* **What you should do**: Repeat each record exactly as written, and drop any images.
** START OF Supplied material **
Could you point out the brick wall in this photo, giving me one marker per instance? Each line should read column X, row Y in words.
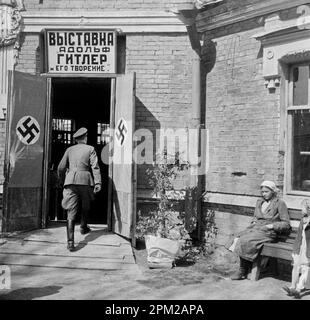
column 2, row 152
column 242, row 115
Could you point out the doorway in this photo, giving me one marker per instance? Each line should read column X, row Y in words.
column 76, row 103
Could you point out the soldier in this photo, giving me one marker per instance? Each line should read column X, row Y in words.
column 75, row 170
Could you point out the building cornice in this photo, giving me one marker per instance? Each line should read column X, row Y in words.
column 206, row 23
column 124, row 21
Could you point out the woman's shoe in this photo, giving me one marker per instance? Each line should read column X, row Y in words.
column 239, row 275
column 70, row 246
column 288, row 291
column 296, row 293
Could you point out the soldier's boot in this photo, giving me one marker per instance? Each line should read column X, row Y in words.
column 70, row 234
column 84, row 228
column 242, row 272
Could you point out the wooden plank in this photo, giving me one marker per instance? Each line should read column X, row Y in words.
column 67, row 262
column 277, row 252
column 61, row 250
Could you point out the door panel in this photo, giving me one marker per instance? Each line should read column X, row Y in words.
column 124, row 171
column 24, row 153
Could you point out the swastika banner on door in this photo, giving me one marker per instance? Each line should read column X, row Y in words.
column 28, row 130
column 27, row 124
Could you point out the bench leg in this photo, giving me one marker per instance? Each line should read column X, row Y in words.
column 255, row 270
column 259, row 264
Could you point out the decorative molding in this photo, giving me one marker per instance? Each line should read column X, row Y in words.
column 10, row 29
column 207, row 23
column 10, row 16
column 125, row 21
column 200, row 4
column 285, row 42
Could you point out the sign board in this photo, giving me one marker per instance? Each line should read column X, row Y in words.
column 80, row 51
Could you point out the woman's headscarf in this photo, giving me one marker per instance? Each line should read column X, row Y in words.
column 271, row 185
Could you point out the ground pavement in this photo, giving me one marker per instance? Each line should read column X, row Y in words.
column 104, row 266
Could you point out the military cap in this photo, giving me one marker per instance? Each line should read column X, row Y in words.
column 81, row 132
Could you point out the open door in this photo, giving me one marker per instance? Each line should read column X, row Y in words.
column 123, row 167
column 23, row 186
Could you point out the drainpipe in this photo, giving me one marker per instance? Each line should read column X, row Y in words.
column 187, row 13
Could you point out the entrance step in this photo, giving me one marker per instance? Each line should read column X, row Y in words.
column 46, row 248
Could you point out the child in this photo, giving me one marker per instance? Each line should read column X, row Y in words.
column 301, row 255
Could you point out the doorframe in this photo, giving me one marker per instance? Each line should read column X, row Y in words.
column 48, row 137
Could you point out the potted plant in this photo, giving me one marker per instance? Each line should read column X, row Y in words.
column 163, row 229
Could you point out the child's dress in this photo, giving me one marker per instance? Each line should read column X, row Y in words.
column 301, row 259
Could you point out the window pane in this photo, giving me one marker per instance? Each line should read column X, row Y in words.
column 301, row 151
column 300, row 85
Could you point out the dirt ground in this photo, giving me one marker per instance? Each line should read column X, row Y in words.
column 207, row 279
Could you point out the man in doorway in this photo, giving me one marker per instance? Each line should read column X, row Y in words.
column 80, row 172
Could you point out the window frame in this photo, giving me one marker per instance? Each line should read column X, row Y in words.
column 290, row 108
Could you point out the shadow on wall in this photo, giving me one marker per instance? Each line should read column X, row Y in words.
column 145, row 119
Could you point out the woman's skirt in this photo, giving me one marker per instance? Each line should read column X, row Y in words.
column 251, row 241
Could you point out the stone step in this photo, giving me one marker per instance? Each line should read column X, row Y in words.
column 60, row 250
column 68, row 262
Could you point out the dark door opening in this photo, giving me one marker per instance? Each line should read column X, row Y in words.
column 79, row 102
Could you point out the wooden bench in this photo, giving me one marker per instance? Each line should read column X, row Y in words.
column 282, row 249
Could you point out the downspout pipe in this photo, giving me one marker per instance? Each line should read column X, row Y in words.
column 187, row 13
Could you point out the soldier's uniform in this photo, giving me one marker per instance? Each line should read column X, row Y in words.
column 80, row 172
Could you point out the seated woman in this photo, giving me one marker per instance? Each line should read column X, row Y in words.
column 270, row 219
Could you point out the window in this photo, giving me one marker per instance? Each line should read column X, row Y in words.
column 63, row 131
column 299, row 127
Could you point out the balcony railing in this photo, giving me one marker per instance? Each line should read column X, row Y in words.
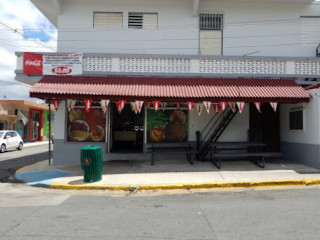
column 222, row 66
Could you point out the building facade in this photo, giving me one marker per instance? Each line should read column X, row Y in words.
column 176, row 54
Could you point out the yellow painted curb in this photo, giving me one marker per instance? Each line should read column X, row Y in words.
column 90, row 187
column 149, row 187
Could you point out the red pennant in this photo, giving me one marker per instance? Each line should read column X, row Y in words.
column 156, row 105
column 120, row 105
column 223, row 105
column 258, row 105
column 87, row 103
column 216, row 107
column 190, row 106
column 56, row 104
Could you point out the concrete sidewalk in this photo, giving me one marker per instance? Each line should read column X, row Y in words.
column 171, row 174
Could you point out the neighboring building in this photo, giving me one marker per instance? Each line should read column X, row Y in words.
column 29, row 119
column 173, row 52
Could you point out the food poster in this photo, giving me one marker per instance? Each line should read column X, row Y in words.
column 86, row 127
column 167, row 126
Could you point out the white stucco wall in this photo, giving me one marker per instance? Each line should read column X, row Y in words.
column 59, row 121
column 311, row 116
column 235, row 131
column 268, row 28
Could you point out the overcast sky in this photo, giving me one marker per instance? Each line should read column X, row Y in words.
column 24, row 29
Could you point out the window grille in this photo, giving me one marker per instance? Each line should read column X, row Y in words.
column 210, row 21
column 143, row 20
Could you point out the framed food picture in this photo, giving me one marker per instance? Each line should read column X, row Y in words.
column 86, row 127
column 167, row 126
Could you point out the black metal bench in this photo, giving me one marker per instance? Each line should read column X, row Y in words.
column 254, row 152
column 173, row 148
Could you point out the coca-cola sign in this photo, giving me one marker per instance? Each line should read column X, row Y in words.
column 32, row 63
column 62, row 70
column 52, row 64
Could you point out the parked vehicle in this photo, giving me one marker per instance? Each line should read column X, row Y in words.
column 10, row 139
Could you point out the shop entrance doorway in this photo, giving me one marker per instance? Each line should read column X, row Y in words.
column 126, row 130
** END OF Supplied material **
* **Correct answer**:
Could you point out the brick wall in this photo, giving me one marker per instance? Each line should read column X, row Y in words.
column 2, row 152
column 242, row 115
Could you point out the doorway in this photo, giving me one marker per instance? Each line should read column X, row Y in words.
column 76, row 103
Could you point out the soldier in this photo, giving me one marker per instance? Each line should read column X, row Y in words.
column 75, row 170
Could you point out the building cornice in this photo, giving me one marker per instance? Each line should read column X, row Y in words.
column 206, row 23
column 124, row 21
Could you point out the woman's shoe in this photo, giving me one marker per instance? Each line should read column X, row Y in words.
column 239, row 275
column 70, row 246
column 288, row 291
column 296, row 293
Could you point out the soldier's boot in this photo, giving me one marker per instance? Each line should read column X, row Y in words.
column 70, row 234
column 84, row 228
column 242, row 272
Could you point out the wooden plank in this photo, giving me one marker per instance? Each line should read column X, row Y in words.
column 67, row 262
column 277, row 252
column 61, row 250
Could you point out the door panel in this photo, giving me one marker per instance? Each line should read column X, row Y in words.
column 124, row 171
column 24, row 153
Could you point out the swastika banner on door in this photo, giving me one marker per instance? Each line should read column X, row Y in words.
column 28, row 130
column 27, row 124
Could you point out the bench leg in this photo, giving me one marker per instance? Each line should read column X, row Y in words.
column 255, row 270
column 259, row 264
Could you point out the decorative molding in this photo, giving me one marker per instance? Each line should read column X, row Y in words.
column 10, row 29
column 207, row 23
column 10, row 16
column 125, row 21
column 200, row 4
column 285, row 42
Could you point out the sign board in this photo, giving me one marker per instance? Each line should read column X, row Y in words.
column 80, row 51
Could you point out the woman's headscarf in this photo, giving me one marker per instance? Each line should read column X, row Y in words.
column 271, row 185
Could you point out the ground pavement in this photo, giving me one marker per instance? Each line should read column X, row Y in words.
column 104, row 266
Could you point out the military cap in this photo, giving me one marker per instance? Each line should read column X, row Y in words.
column 81, row 132
Could you point out the open door in this photo, giving me one marker per instance? Each line should read column X, row Y in words.
column 123, row 167
column 23, row 186
Could you point out the drainpipe in this photo, giving me one marker per instance? Each line should read column X, row Y in words.
column 187, row 13
Could you point out the entrance step in this photo, giving me one marker per instance? Each line should read column X, row Y in words.
column 46, row 248
Could you point out the child in this photo, giving me one marker per instance? Each line should read column X, row Y in words.
column 301, row 255
Could you point out the doorframe in this photo, giving me one marker per instance? Each line should read column X, row Y in words.
column 48, row 137
Could you point out the potted plant in this photo, giving me one marker per instance? Each line should read column X, row Y in words.
column 163, row 229
Could you point out the child's dress in this photo, giving me one marker per instance? Each line should read column X, row Y in words.
column 301, row 259
Could you point out the window pane in this photo, giving me one marker per instance? Each line should read column X, row Y in words.
column 301, row 151
column 300, row 85
Could you point out the dirt ground in this photo, giving me one marker per instance? Each line should read column X, row Y in words.
column 207, row 279
Could you point out the man in doorway in this photo, giving me one marker per instance? Each line should read column X, row Y in words.
column 80, row 172
Could you point out the window frame in this photo, giving me one marker per instance? Each line should read column X, row Y in words.
column 290, row 108
Could you point out the shadow on wall in this photo, giving me one marker per instance? Each line should read column X, row Y in words.
column 145, row 119
Could you point out the woman's skirt in this photo, giving me one marker per instance? Each line should read column X, row Y in words.
column 251, row 241
Could you point out the stone step in this photo, giving me one marker per instance? Each line should read column X, row Y in words.
column 60, row 250
column 68, row 262
Could you point out the dark door opening in this photo, giving me one marker per instance? Each line should read column X, row Y in words.
column 79, row 102
Could you point out the wooden bench in this photo, giving me one marker per instance? Each line should read column X, row Y in words.
column 282, row 249
Could you point out the downspout pipe in this photo, giving me one marker per instance? Each line should read column X, row Y in words.
column 187, row 13
Could you point out the soldier's uniform in this photo, giving me one marker per instance? Each line should read column X, row Y in words.
column 80, row 172
Could you point out the seated woman in this photo, giving me one marker per instance? Each line should read column X, row Y in words.
column 270, row 219
Could you point out the window in this photo, giving me one marker per instance? Each line should read column X, row Y in words.
column 63, row 131
column 299, row 127
Could you point out the balcony railing in this photo, giving me one marker per instance? Each line should read column X, row Y in words.
column 222, row 66
Could you point out the building facade in this photo, giving me one marker per instance? Each line should read column X, row Y in words.
column 176, row 54
Could you point out the yellow painted curb in this photo, giving me one marker per instance? Each line should read column X, row Y in words.
column 90, row 187
column 149, row 187
Could you point out the red pennant in this photo, giving me one marker per instance? Each line should read column X, row Y in words.
column 156, row 105
column 120, row 105
column 223, row 105
column 258, row 105
column 87, row 103
column 216, row 107
column 190, row 106
column 56, row 104
Could you point out the concrete sidewalk in this photo, giving me one marker per instance? Each line should read column X, row Y in words.
column 171, row 174
Could you point out the neighboring building in this photo, giving me one marker per instance? Each line should read column X, row Y in words.
column 29, row 119
column 173, row 52
Could you point out the food poster in this photo, giving me one marker per instance? Each line should read column X, row Y in words.
column 86, row 127
column 167, row 126
Could you point out the white stucco wall in this photo, giving me one marker per instance? Each line should read column X, row Y in words.
column 59, row 121
column 311, row 116
column 235, row 131
column 268, row 28
Could you point out the overcast sky in this photo, giving me one marker per instance? Each line should read column X, row Y in words.
column 24, row 29
Could you point out the window grille in this photo, giving me one marker per instance? Each line should read column X, row Y in words.
column 210, row 21
column 143, row 20
Could you point out the framed food picture in this photo, giving me one marker per instance? Each line should read column X, row Y in words.
column 86, row 127
column 167, row 126
Could you point out the black metal bench in this photo, giving me one marker per instance? Each line should read column X, row Y in words.
column 254, row 152
column 173, row 148
Could you point out the coca-cola sign in this photo, giving me one marker per instance? Each line should read column X, row Y in words.
column 32, row 63
column 62, row 70
column 52, row 64
Could you point out the parked vehicle in this photo, giving me one marker per instance? Each line should read column X, row Y in words.
column 10, row 139
Could you point out the shop entrance doorway in this photo, giving me one marker per instance? Each line should read column X, row Y in words.
column 126, row 130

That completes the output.